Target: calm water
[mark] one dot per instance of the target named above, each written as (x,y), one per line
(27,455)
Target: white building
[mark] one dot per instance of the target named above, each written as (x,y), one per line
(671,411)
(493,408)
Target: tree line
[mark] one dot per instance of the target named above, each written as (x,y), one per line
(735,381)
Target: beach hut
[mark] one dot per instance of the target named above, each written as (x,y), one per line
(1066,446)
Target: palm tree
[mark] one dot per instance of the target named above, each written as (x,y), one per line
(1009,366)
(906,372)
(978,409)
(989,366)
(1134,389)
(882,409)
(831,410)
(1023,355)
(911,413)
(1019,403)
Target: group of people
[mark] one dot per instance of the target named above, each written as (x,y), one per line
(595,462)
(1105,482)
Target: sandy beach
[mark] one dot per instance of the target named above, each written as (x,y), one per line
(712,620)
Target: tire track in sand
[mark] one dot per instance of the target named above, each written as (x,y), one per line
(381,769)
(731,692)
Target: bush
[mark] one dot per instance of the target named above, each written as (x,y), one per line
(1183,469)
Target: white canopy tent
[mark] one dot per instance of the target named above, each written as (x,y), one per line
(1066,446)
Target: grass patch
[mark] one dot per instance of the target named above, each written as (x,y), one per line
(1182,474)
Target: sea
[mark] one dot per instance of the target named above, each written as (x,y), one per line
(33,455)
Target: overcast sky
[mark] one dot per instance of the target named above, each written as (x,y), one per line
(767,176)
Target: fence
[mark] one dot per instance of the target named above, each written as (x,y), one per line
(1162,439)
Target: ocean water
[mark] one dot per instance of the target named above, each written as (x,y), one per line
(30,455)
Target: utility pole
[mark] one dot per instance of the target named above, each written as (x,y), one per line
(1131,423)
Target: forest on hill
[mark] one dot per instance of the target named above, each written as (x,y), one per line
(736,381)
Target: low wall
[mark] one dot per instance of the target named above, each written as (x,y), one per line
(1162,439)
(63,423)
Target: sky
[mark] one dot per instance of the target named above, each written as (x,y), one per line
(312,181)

·····

| What is required |
Render all the lines above as a Markdown table with the columns Number and Line, numbering each row and skipping any blank lines.

| Response to this exercise |
| Number | Line |
|---|---|
| 1 | Target: calm water |
| 2 | [mark] one dot per instance of the target named above, each written as (x,y), one per line |
| 3 | (27,455) |
| 4 | Target: white building |
| 5 | [mark] one dot per instance of the target named above, each written as (x,y), one per line |
| 6 | (671,411) |
| 7 | (493,408) |
| 8 | Target: tree line |
| 9 | [mark] one dot per instance of the target named above, each written as (x,y), one per line |
| 10 | (735,381) |
| 11 | Target: beach hut |
| 12 | [mark] one dot per instance of the target named above, each written as (x,y), one per line |
| 13 | (1066,446) |
| 14 | Target: palm tree |
| 15 | [mark] one dot per instance of the target named above, each written as (x,y), one per line |
| 16 | (1009,366) |
| 17 | (906,372) |
| 18 | (978,409) |
| 19 | (989,366) |
| 20 | (1134,389) |
| 21 | (882,409) |
| 22 | (831,410) |
| 23 | (1023,355) |
| 24 | (911,413) |
| 25 | (1019,403) |
| 26 | Target: group of people |
| 27 | [mark] one dot per instance of the target named above, each written as (x,y), one per line |
| 28 | (595,462) |
| 29 | (1105,482) |
| 30 | Target: sandy beach |
| 31 | [mark] one dot per instance of the target named above, each written as (x,y), one per line |
| 32 | (712,620) |
| 33 | Target: tire track in sand |
| 34 | [mark] one dot per instance of the target named above, each written as (x,y), one per line |
| 35 | (381,769) |
| 36 | (731,692) |
| 37 | Target: bush |
| 38 | [mark] one dot per instance of the target named above, each written as (x,y), one per line |
| 39 | (1183,469) |
| 40 | Target: white canopy tent |
| 41 | [mark] one dot per instance of the target named above, each written as (x,y), one per line |
| 42 | (1066,446) |
| 43 | Target: grass patch |
| 44 | [mark] one dot per instance of the target named above, each written as (x,y), one per line |
| 45 | (1182,474) |
| 46 | Target: sea |
| 47 | [mark] one dot per instance of the target named above, each written as (x,y), one per line |
| 48 | (33,455) |
| 49 | Target: overcast sky |
| 50 | [mark] one dot per instance of the target named above, each written as (x,y), one per line |
| 51 | (767,176) |
| 52 | Target: fence |
| 53 | [mark] one dot per instance of the target named above, each written as (x,y), one per line |
| 54 | (1162,439) |
| 55 | Target: ocean water |
| 56 | [mark] one dot per instance of the target named above, each written as (x,y), one per line |
| 57 | (30,455) |
| 58 | Target: utility pole |
| 59 | [mark] one dot per instance of the target named above, each written as (x,y), one per line |
| 60 | (1131,423) |
| 61 | Target: forest on hill |
| 62 | [mark] one dot per instance of the target named above, each written as (x,y), one per line |
| 63 | (736,381) |
| 64 | Target: low wall |
| 65 | [mark] one dot per instance of the target named above, each written as (x,y), one per line |
| 66 | (1162,439) |
| 67 | (63,423) |
| 68 | Target: sky |
| 69 | [mark] one dot per instance of the target named above, each written as (x,y), one per line |
| 70 | (312,181) |